### Problem to solve
Exactly reproduce the lines that follow.
═══
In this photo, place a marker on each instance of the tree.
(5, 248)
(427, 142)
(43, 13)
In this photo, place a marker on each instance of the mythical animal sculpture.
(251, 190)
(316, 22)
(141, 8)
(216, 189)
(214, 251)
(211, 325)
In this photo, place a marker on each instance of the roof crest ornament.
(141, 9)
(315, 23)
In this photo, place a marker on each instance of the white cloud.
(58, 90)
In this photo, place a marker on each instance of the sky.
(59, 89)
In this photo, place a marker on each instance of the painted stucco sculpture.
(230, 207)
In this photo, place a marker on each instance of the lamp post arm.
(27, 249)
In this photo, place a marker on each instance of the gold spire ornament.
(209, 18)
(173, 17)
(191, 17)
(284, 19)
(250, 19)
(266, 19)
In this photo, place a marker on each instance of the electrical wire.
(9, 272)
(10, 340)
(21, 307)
═══
### Exercise output
In this photo, place a marker on each instance of the tree.
(5, 248)
(427, 142)
(43, 13)
In this photo, place a marker on each instance of the mythical animal sculpture.
(251, 190)
(316, 22)
(141, 8)
(216, 189)
(214, 251)
(211, 325)
In this photo, place a marker on each instance of the roof crest ornament.
(141, 9)
(315, 23)
In this photo, place a marker on each instance of the white cloud.
(58, 90)
In this photo, place a marker on each instance of the sky.
(59, 89)
In this photo, place a marker on each instance of the painted stucco sculpture.
(230, 207)
In this photo, place a marker on each instance of the lamp post arm.
(27, 249)
In this photo, place a marker on each instance of the gold spire ornament.
(209, 18)
(173, 17)
(191, 17)
(284, 19)
(250, 19)
(266, 19)
In this photo, place a marker on each instance of the electrical wire.
(9, 272)
(10, 340)
(21, 307)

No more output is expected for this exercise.